BEGIN TEXT PROVIDED

Colin Powell dramatically made the Bush administration’s case for invading Iraq at United Nations just over eight years ago. During that presentation, Powell claimed that Saddam Hussein was hiding a secret biological weapons program, relying on information that came from an Iraqi defector code-named “Curveball.”The U.S news media barely challenged Powell’s claims that day, with political pundits and columnists largely praising the former secretary of state’s methodical performance. Of course, Powell’s weapons evidence has been proven bogus in the years since the invasion.
But until now, the man who made the false claims to German intelligence officials–later seized upon by the Bush administration–hasn’t admitted what seemed apparent after WMDs weren’t found in Iraq: he lied.
CBS News first identified Rafid Ahmed Alwan al-Janabi as “Curveball” in a 2007 investigation of “one of the deadliest con jobs of our time.” Although U.N. inspectors found no evidence to back up al-Janabi’s claims of a biological weapons program, the Bush administration still relied on the bogus evidence to start a war that’s led to over 100,000 deaths.

END TEXT PROVIDED
BEGIN RECORDED DATA

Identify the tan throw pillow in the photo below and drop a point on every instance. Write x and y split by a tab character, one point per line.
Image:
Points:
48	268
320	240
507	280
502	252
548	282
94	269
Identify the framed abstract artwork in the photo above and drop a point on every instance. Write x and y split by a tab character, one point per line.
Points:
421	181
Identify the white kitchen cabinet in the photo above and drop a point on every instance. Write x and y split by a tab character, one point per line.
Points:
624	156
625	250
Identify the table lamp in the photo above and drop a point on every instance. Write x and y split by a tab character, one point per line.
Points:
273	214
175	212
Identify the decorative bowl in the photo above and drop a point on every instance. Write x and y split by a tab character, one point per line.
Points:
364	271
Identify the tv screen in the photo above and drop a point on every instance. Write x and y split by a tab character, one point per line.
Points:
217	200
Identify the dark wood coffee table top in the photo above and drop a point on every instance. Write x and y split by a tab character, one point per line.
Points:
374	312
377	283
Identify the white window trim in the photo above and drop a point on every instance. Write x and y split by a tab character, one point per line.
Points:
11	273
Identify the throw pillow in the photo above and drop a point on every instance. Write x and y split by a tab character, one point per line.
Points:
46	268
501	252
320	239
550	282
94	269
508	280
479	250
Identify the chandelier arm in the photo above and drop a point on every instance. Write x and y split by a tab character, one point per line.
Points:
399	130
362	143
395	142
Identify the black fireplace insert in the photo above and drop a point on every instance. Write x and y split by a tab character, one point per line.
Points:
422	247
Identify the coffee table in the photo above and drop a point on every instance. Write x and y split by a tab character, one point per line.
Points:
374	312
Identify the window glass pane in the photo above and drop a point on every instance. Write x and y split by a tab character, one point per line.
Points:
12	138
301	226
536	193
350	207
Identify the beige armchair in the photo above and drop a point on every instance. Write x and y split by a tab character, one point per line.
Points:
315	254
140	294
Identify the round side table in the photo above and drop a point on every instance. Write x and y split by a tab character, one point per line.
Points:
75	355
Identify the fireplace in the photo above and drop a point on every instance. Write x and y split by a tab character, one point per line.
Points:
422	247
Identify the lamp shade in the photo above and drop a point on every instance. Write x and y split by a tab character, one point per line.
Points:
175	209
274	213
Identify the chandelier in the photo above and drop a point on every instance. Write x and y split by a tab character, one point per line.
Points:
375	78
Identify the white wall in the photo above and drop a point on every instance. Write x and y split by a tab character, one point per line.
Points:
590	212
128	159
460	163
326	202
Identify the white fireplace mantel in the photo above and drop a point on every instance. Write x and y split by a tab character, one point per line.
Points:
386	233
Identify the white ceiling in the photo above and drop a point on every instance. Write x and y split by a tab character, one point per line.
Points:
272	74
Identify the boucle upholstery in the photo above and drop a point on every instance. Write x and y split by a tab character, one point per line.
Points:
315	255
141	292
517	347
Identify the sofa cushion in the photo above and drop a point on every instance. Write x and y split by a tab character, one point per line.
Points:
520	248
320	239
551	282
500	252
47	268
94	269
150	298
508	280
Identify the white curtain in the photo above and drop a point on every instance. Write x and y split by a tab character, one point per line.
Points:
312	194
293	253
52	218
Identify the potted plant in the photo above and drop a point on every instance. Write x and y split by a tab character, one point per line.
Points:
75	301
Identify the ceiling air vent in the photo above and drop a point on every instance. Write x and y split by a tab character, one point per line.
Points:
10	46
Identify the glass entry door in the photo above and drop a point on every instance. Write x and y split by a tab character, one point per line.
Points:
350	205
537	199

END RECORDED DATA

BRIEF:
Rewrite the part of the passage on "Curveball" that opens with the words containing "But until now, the" and closes with "Iraq: he lied.", putting "German intelligence agents" in place of "German intelligence officials".

YOUR RESPONSE:
But until now, the man who made the false claims to German intelligence agents–later seized upon by the Bush administration–hasn’t admitted what seemed apparent after WMDs weren’t found in Iraq: he lied.